### Extract to read
BEGIN

Some UW-Madison students of color want the university to remove one of its most iconic landmarks, a statue of Abraham Lincoln, because of what they see as the former president’s anti-Indigenous and anti-Black history despite Lincoln’s legacy of ending slavery in the U.S.
Two student organizations, the Black Student Union and the Student Inclusion Coalition, pushed for the statue’s removal in early June, days after George Floyd died in Minneapolis police custody and protests erupted nationally over racial injustice.
The students’ efforts gained newfound attention after protesters tore down two other statues at the state Capitol earlier this week — one of Civil War abolitionist Hans Christian Heg and another of a female figure that represents the state’s “Forward” motto.
The toppling of those statues divided the city, with activists arguing the action calls attention to inequities long ignored by white liberals and others denouncing the destruction of what they see as symbols having little to do with the Black Lives Matter movement.
The proposed removal of the Lincoln statue will likely fall along a similar fault line: Students of color say aspects of Lincoln’s history disqualify him from being honored in the most prominent spot on UW-Madison’s sprawling campus. Opponents, including UW-Madison Chancellor Rebecca Blank, question where the line can ever be drawn in recognizing the country’s history if the “Great Emancipator” is among those to be booted.
Since 1909, the bronze statue depicting the 16th president has sat steadfastly atop Bascom Hill, looking down State Street toward the Capitol Dome. “Honest Abe” is baked into the Badger tradition: New students rub Lincoln’s left shoe for good luck and his lap is often a last stop for seniors seeking a commencement photo.
But Lincoln’s time in office includes several actions that the Black Student Union says warrants replacing the statue with someone “who stands for the justice of all people.”
Lincoln ordered the largest mass execution in U.S. history, condemning 38 Dakota men to death by hanging in Minnesota in 1862. He signed the Homestead Act, which provided settlers with land taken away from Native Americans who were pushed onto reservations. During a debate speech, he argued that there is a physical difference between black and white races and that he favored the “superior” position assigned to the white race, according to a Chicago Tribune report. Lincoln also signed the Morrill Act, which established the nation’s land grant universities, including UW-Madison, by seizing land from Native Americans.
“For him to be at the top of Bascom as a powerful placement on our campus, it’s a single-handed symbol of white supremacy,” Black Student Union president Nalah McWhorter said in an interview with the Wisconsin State Journal.
Student-led efforts calling for Lincoln’s removal have unsuccessfully cropped up throughout the years.
In 2015, a different student group called “About Race UW” created a list of demands, including the removal of Lincoln from Bascom Hill. But the Badger Herald reported the idea was abandoned after being seen as “too extreme” within the Black community.

END

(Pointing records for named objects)
BEGIN

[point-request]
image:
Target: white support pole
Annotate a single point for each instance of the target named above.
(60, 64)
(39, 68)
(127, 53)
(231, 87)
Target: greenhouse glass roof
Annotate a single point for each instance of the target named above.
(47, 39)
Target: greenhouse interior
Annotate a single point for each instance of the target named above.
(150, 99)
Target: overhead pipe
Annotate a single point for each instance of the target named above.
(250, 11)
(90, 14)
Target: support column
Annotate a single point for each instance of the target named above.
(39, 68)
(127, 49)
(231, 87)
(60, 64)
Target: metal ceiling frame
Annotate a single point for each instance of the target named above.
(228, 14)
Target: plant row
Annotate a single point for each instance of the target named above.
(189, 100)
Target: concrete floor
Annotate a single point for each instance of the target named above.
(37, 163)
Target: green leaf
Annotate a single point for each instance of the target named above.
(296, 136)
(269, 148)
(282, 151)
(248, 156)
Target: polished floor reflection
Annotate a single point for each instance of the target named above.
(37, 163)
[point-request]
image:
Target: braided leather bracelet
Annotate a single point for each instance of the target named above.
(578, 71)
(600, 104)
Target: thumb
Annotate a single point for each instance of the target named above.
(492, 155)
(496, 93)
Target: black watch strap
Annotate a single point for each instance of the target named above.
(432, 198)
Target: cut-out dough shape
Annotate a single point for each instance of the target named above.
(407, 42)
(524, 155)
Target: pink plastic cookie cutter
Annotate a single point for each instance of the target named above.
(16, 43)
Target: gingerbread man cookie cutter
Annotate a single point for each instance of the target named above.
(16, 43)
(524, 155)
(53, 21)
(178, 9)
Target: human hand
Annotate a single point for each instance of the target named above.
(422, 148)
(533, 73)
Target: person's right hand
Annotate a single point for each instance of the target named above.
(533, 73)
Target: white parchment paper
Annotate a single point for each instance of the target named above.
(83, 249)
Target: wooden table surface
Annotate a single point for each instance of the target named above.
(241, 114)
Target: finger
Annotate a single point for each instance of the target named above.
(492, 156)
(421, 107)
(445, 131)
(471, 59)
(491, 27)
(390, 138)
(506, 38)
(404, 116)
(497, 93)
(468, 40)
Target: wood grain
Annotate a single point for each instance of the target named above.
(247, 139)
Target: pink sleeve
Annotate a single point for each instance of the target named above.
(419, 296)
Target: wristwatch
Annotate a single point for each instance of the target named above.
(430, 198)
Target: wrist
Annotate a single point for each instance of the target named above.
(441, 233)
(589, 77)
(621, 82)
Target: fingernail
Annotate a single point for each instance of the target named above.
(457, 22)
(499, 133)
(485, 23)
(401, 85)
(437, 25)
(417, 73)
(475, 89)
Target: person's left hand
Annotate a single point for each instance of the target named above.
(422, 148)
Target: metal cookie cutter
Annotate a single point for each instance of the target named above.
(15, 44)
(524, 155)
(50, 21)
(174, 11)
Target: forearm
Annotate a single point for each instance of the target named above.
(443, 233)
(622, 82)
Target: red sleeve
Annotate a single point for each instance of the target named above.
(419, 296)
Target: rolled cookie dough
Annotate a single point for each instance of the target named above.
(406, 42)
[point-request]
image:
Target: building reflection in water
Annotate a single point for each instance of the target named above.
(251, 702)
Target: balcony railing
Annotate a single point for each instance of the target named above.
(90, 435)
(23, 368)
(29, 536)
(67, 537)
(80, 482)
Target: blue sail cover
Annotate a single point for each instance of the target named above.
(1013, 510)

END

### Instruction 1
Rewrite the article about the Lincoln statue at UW-Madison from "Some UW-Madison students" up to and including "over racial injustice.", putting "monument" in place of "statue".
### Instruction 2
Carry on the article about the Lincoln statue at UW-Madison from the point where it stops.

### Output 1
Some UW-Madison students of color want the university to remove one of its most iconic landmarks, a monument of Abraham Lincoln, because of what they see as the former president’s anti-Indigenous and anti-Black history despite Lincoln’s legacy of ending slavery in the U.S.
Two student organizations, the Black Student Union and the Student Inclusion Coalition, pushed for the monument’s removal in early June, days after George Floyd died in Minneapolis police custody and protests erupted nationally over racial injustice.

### Output 2
More recently, the university’s student government called in 2017 for the addition of a plaque recognizing Lincoln’s role in the deaths of the 38 Native Americans. The Daily Cardinal reported that Blank declined, saying Lincoln’s role in the matter was “restrained” and he had refused a territorial governor’s proposal to sentence 350 others to death.
In the years since, Blank has not changed her position on keeping Lincoln just outside her office in Bascom Hall.
“Like those of all presidents, Lincoln’s legacy is complex and contains actions which, 150 years later, appear flawed,” she said in a statement. “However, when the totality of his tenure is considered, Lincoln is widely acknowledged as one of our greatest presidents, having issued the Emancipation Proclamation, persuaded Congress to adopt the 13th Amendment ending slavery and preserved the Union during the Civil War ... I believe that Abraham Lincoln’s legacy should not be erased but examined, that it should be both celebrated and critiqued.”
University of Connecticut professor and Civil War historian Manisha Sinha said she would be “horrified” if UW-Madison took Lincoln’s statue down because of his long list of redeeming qualities. She characterized the recent push to expand statue removal beyond Confederate generals and other obvious symbols of slavery to include widely celebrated individuals with complicated pasts, such as slave-owning presidents, as “misplaced.”
“History is complex and nuanced and a lot of the figures we revere, like (George) Washington or Lincoln, are not perfect in all things,” she said. “We should be able to tell that complex story instead of saying, ‘This guy was all bad and we should get rid of him.’ You could destroy our entire history because it’s based entirely on dispossession of Native Americans.”
Taking down a statue of Lincoln won’t erase the pain minority groups were subjected to then and continue to experience today, she said. A better strategy is to acknowledge and contextualize this history, as well as finding ways to make amends, such as funneling more money toward scholarships for students of color.
That’s an approach UW-Madison has been pursuing in recent years to make campus more diverse and welcoming to students who have historically felt ignored.
The university installed a plaque on Bascom Hill last summer acknowledging that the campus was built on Ho-Chunk land and hired its first tribal relations director in the fall. The Wisconsin Union renamed two of its spaces previously named after prominent alumni who, while students in the 1920s, belonged to a campus group called “Ku Klux Klan.” And a multi-year public history project is underway to collect stories of individuals who experienced and overcame prejudice on campus.
“Everyone agrees that there is much more to do,” Blank said, adding that some new commitments will be announced in early July.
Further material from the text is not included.